Provided records:
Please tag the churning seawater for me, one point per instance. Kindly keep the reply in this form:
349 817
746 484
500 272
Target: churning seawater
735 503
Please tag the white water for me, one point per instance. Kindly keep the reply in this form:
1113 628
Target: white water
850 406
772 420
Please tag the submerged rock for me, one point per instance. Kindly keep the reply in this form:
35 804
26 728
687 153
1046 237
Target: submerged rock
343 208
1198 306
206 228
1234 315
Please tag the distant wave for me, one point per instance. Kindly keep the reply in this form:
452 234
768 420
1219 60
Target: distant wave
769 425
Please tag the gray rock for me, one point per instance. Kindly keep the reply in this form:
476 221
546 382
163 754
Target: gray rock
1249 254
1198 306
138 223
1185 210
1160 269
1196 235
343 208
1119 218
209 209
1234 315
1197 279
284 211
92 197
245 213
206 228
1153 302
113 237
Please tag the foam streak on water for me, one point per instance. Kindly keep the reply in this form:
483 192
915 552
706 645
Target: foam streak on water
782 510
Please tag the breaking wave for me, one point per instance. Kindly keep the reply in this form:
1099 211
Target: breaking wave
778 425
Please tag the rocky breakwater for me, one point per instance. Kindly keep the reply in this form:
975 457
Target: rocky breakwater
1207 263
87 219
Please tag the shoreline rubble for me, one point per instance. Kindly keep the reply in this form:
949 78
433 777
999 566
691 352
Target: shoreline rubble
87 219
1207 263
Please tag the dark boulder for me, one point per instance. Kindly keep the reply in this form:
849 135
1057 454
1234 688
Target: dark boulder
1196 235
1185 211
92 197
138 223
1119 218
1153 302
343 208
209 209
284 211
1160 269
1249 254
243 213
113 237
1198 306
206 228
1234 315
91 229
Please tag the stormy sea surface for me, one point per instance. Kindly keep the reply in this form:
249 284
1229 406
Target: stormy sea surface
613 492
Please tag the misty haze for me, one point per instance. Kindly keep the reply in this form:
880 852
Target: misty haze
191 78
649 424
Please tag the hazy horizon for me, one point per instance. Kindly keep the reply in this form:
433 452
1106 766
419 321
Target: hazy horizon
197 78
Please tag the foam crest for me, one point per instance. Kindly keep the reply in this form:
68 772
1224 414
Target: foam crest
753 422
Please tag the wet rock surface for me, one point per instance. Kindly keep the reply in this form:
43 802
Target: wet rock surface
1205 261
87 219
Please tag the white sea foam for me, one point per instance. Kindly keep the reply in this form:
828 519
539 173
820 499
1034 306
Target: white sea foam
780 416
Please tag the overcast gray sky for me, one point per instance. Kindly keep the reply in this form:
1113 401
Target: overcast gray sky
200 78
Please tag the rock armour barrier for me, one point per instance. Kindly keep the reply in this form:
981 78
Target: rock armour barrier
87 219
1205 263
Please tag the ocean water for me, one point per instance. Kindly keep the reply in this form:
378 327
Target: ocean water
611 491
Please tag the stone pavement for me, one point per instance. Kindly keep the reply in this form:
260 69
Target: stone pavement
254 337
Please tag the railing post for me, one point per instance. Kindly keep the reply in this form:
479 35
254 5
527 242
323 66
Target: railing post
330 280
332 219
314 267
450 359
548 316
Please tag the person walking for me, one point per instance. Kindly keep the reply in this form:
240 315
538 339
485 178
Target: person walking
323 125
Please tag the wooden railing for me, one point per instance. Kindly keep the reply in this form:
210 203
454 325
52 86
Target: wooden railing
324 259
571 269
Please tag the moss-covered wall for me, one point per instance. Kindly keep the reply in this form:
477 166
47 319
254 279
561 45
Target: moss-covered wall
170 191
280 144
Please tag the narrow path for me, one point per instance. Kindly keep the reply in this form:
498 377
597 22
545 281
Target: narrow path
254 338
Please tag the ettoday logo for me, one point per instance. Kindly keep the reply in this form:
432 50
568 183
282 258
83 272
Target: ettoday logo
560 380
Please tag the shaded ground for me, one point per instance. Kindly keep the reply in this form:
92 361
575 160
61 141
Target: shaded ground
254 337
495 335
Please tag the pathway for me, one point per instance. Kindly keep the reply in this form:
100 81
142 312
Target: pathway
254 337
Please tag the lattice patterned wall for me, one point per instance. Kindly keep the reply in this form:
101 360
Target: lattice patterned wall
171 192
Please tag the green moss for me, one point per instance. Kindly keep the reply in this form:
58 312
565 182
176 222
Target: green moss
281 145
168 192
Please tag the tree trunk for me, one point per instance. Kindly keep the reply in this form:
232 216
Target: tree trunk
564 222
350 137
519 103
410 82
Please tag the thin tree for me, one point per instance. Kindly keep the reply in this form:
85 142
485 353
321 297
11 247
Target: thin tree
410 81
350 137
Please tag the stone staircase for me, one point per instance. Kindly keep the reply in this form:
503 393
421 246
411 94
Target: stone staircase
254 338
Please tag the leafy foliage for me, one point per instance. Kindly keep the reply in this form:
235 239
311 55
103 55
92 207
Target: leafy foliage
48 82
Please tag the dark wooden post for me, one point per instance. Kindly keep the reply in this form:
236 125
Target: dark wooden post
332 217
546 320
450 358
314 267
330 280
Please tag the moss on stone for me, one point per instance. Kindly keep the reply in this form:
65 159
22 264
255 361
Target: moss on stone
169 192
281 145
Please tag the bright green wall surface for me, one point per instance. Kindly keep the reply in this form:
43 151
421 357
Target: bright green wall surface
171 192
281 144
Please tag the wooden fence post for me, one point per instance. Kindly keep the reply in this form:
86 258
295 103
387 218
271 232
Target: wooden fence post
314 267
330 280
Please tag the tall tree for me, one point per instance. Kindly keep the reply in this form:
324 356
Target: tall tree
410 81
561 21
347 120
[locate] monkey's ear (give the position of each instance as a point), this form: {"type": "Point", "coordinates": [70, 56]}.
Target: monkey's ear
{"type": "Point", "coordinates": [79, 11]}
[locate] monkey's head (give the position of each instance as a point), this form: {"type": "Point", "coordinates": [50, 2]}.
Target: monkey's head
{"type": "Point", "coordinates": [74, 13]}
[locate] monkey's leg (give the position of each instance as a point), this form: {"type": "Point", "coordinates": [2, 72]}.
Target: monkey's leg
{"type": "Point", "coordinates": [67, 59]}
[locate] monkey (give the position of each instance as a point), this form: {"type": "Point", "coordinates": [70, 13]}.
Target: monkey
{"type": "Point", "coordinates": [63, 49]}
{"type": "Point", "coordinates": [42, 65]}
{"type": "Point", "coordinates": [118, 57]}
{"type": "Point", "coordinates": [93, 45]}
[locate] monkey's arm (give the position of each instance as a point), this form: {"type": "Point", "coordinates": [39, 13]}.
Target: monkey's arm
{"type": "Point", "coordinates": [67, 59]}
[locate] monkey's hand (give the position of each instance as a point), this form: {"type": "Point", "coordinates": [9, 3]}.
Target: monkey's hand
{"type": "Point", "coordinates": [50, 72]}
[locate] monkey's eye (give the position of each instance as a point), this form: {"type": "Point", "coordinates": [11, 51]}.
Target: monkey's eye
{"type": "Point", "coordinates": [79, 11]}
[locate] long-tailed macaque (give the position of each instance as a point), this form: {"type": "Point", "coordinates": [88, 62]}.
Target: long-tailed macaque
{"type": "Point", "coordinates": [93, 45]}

Task brief: Render as a JSON list of strings, one string per line, the lines from the one containing "[locate] long-tailed macaque" through the end of the records, both ends included, leaving out blank lines.

Answer below:
[
  "[locate] long-tailed macaque (give the position of each instance as a point), this form: {\"type\": \"Point\", \"coordinates\": [88, 62]}.",
  "Target: long-tailed macaque",
  "{\"type\": \"Point\", \"coordinates\": [93, 45]}"
]